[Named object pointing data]
-------

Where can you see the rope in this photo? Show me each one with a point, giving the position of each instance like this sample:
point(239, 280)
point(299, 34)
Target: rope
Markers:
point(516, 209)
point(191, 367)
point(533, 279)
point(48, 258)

-------

[Exercise]
Please rewrite the data above with "Markers" replaced by "Locations", leaving everything else unchanged.

[Response to the exercise]
Where can you see the rope in this photo? Show me each one with a point, giving the position of each instance like this sample:
point(239, 280)
point(299, 34)
Target: rope
Locations:
point(516, 209)
point(191, 367)
point(533, 279)
point(48, 258)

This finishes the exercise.